Show every line from the data below that includes "surface".

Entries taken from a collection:

↓↓↓

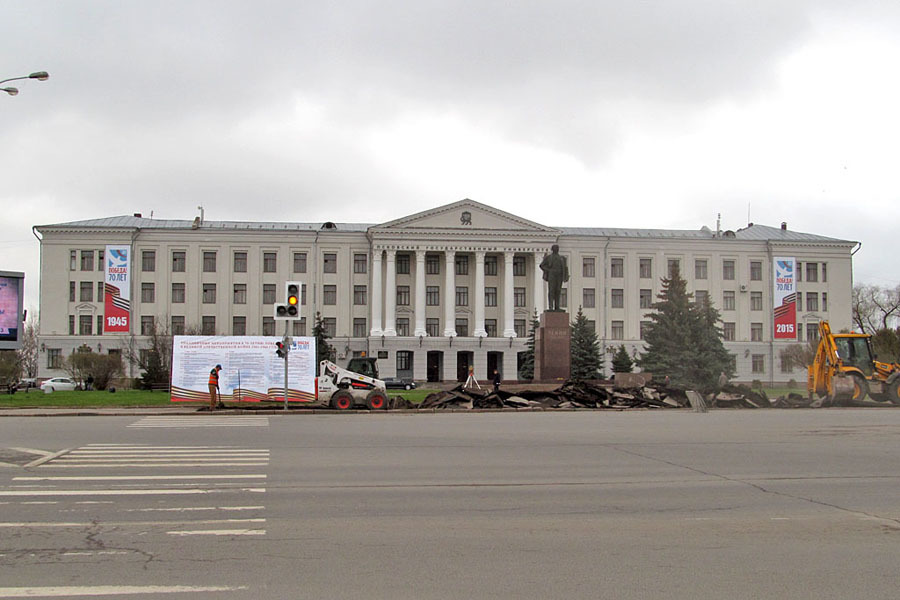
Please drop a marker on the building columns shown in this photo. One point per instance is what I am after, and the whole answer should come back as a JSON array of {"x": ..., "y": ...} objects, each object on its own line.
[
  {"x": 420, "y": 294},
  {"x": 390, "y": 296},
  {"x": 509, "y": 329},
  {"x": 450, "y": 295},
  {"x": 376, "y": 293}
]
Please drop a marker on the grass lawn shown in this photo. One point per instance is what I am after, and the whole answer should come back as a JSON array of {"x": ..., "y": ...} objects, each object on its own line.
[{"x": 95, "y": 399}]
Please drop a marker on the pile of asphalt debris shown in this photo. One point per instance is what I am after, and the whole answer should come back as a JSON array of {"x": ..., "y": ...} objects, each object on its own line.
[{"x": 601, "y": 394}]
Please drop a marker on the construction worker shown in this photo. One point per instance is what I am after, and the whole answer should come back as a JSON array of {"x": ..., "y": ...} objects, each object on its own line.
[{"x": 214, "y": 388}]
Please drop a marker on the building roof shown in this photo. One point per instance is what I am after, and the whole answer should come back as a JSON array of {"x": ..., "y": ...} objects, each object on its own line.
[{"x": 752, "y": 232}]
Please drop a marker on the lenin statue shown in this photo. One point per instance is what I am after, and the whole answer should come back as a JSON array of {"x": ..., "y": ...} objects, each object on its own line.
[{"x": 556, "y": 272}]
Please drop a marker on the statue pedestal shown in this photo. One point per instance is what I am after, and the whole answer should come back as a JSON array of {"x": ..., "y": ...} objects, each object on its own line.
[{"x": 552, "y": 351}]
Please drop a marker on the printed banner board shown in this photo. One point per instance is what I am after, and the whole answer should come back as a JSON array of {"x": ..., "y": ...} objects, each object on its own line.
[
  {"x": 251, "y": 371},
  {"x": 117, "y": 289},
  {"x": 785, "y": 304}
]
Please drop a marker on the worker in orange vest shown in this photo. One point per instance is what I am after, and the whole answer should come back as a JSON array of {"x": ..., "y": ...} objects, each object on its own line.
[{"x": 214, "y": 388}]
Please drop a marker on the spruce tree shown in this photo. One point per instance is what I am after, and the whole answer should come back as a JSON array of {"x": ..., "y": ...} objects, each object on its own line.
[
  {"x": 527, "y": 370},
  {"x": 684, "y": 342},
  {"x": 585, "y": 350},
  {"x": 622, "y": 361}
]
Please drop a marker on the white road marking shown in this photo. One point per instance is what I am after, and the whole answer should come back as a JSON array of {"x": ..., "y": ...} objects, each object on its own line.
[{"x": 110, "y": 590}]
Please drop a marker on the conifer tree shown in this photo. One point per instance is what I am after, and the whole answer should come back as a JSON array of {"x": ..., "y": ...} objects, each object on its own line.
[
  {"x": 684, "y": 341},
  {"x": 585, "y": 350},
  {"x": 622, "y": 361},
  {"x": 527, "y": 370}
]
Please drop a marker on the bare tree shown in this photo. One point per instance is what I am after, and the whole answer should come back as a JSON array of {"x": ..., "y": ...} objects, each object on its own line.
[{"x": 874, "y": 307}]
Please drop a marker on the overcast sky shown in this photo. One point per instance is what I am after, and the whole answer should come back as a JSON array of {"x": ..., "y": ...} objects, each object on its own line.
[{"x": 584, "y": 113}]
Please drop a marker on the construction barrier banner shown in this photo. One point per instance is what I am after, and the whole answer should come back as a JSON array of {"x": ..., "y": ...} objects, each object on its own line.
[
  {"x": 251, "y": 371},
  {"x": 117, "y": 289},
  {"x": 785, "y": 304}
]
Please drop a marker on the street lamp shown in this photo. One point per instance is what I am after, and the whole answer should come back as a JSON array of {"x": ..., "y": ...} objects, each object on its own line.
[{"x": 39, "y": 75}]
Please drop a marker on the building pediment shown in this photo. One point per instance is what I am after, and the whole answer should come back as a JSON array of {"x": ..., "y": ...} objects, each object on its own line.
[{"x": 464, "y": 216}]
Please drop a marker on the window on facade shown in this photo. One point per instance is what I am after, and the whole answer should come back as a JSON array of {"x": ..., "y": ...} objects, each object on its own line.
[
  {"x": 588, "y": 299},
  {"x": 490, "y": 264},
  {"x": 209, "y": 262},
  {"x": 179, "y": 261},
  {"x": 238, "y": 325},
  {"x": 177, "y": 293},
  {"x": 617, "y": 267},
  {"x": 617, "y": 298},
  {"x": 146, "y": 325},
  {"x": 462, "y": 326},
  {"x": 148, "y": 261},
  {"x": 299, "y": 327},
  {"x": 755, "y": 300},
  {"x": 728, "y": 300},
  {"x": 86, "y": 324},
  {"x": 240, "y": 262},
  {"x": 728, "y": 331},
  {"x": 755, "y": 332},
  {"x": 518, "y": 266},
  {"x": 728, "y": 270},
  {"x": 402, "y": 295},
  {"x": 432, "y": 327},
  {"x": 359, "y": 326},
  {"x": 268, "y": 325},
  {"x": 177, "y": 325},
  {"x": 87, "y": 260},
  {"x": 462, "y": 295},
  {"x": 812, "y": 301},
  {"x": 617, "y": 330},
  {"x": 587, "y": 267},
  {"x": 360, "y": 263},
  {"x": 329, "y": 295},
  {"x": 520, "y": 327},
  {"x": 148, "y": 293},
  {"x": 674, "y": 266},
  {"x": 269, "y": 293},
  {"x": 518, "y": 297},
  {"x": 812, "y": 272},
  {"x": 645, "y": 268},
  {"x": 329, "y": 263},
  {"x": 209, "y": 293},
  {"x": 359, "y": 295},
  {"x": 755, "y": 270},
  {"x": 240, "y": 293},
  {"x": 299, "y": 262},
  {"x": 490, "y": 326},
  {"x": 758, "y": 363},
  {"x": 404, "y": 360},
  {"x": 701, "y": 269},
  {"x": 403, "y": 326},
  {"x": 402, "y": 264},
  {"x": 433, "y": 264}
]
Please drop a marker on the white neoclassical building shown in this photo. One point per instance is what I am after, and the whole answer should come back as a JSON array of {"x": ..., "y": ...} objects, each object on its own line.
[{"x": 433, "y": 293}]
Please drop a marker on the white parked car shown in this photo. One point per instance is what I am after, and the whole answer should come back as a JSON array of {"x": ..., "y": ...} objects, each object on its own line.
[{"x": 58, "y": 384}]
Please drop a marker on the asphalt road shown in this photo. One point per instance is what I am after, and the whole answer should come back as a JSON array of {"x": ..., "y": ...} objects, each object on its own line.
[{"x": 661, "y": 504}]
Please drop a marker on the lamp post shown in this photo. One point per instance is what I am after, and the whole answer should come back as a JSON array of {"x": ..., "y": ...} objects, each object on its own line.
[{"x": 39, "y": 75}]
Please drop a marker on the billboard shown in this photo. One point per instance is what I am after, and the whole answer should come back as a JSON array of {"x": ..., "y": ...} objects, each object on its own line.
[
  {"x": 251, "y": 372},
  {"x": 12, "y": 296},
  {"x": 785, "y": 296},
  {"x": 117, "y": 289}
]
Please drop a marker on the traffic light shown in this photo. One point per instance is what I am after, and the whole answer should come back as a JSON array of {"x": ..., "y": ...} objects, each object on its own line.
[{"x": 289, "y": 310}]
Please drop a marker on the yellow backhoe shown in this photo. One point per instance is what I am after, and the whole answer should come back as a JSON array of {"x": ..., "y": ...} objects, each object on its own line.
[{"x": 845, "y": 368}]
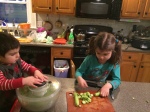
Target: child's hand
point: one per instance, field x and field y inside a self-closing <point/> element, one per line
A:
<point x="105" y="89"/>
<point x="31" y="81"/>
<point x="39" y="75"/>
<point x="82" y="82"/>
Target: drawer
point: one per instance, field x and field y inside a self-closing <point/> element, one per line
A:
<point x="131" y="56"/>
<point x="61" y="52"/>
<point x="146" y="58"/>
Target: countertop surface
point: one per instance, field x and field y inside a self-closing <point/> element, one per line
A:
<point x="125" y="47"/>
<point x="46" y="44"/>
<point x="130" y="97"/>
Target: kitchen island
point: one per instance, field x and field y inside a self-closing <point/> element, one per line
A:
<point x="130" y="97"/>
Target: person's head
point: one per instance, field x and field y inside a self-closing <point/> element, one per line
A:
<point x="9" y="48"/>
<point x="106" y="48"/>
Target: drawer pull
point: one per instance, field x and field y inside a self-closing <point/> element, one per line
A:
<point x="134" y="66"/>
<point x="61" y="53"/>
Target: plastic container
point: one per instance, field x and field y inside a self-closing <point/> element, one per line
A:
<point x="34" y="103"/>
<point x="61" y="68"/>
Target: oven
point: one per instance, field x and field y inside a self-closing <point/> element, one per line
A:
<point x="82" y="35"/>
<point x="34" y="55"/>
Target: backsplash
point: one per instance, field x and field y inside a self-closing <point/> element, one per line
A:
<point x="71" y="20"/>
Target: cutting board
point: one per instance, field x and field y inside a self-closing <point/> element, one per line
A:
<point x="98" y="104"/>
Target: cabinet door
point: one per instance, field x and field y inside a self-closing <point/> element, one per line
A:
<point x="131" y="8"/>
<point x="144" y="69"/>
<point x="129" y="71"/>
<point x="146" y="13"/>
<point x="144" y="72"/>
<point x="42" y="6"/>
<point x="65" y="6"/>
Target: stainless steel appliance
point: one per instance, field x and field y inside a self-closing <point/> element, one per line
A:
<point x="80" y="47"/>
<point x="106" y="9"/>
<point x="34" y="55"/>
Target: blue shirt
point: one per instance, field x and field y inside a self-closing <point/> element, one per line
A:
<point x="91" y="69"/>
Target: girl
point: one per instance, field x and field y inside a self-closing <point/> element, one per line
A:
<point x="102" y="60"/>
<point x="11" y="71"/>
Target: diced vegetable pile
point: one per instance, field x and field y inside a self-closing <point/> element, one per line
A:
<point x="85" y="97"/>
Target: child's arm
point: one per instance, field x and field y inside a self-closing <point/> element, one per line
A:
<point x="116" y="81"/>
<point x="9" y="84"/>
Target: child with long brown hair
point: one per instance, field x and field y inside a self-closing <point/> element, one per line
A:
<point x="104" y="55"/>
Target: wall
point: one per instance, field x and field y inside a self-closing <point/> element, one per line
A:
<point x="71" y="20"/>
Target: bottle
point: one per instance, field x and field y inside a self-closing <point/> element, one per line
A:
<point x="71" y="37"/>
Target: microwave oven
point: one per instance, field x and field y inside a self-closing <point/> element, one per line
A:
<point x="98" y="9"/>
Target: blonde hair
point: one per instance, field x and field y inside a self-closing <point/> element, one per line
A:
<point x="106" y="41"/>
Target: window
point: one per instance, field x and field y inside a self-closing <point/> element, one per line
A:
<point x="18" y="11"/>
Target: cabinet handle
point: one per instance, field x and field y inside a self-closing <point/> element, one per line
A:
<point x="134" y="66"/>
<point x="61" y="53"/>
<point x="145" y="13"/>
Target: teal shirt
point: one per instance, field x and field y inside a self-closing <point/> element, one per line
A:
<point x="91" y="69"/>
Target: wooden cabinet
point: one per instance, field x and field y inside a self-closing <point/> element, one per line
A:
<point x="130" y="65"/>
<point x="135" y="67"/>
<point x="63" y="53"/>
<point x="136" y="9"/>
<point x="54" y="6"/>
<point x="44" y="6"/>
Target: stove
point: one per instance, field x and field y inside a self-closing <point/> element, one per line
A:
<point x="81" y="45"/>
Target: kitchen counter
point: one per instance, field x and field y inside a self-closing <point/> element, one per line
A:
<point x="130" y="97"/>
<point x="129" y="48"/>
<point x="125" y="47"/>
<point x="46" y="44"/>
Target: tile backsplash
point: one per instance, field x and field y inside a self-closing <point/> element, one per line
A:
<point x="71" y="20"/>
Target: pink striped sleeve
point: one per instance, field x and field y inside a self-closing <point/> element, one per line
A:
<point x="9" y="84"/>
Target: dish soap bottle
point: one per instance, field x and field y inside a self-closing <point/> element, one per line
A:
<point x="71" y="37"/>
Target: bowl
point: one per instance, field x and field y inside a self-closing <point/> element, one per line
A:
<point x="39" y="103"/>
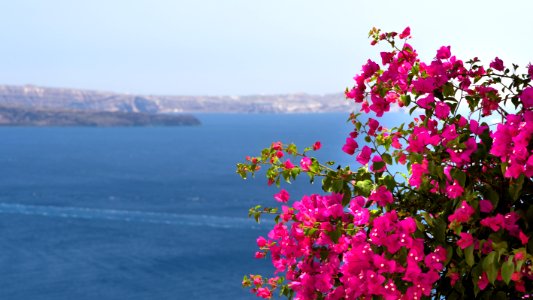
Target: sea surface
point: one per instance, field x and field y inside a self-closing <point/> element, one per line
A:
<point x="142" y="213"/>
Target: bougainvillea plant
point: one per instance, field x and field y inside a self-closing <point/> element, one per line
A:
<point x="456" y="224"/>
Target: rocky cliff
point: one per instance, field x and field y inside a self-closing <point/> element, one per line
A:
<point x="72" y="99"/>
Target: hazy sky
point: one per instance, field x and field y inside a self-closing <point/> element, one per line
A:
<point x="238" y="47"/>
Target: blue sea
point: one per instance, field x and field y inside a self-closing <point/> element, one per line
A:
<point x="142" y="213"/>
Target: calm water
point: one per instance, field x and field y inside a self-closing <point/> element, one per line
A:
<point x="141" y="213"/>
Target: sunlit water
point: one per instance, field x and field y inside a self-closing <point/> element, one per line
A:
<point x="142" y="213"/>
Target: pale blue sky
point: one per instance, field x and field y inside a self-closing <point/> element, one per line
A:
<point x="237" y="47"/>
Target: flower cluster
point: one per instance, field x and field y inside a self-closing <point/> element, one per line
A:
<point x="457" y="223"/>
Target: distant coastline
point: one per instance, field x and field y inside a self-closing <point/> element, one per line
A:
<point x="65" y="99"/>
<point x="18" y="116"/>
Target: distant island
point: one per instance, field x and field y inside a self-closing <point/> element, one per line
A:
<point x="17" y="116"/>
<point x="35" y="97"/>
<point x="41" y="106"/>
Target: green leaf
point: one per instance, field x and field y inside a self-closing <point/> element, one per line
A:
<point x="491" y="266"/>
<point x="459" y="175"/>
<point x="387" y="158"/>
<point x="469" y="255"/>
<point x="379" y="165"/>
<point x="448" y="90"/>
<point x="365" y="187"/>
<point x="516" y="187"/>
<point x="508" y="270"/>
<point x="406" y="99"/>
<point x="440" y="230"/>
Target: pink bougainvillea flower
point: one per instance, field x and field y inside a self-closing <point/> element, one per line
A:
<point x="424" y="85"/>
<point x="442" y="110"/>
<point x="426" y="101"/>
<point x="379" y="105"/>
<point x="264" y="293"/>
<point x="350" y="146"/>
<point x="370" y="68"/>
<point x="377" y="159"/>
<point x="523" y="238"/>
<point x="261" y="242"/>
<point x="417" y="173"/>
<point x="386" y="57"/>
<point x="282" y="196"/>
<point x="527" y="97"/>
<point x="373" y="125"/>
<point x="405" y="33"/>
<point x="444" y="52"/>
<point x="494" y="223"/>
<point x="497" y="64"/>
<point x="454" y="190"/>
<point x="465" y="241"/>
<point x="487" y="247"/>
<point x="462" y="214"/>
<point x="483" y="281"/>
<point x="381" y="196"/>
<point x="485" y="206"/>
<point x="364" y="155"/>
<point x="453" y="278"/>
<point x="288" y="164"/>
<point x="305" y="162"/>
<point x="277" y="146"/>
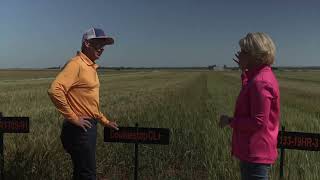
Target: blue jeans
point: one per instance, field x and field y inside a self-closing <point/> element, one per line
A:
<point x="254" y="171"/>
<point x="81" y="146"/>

↑↑↑

* [RESULT]:
Target: countertop surface
Target: sea surface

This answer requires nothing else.